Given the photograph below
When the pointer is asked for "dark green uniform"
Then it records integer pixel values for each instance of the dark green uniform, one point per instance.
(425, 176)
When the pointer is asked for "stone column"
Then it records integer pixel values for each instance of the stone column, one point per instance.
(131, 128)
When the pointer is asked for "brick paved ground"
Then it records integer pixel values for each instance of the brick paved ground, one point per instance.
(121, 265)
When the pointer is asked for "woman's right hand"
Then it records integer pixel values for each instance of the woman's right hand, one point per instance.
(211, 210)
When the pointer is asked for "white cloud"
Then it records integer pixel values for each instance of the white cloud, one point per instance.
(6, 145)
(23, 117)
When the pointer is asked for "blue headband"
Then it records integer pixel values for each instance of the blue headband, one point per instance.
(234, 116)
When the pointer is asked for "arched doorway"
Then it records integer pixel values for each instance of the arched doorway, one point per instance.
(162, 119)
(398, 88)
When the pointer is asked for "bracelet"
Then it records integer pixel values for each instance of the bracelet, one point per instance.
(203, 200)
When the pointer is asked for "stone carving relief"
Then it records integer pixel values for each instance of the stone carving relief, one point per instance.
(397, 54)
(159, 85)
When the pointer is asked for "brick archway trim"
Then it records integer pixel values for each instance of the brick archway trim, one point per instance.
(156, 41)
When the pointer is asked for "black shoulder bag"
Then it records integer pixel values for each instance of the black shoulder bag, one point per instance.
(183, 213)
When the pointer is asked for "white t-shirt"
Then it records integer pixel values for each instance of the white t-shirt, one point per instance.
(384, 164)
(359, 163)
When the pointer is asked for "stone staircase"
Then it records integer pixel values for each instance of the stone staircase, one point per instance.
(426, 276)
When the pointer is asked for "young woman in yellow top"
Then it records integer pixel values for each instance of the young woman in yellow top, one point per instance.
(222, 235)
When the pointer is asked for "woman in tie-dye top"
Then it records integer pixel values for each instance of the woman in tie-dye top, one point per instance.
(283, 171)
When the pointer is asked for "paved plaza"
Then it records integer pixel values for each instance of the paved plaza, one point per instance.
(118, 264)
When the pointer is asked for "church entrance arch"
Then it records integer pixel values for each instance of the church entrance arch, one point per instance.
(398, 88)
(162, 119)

——

Work to be completed
List every line of the data above that contains the word "young".

Output for this task
When the pointer is asked for "young woman in yellow top"
Then it records integer pixel values for each instance of the young woman in yellow top, one point per instance.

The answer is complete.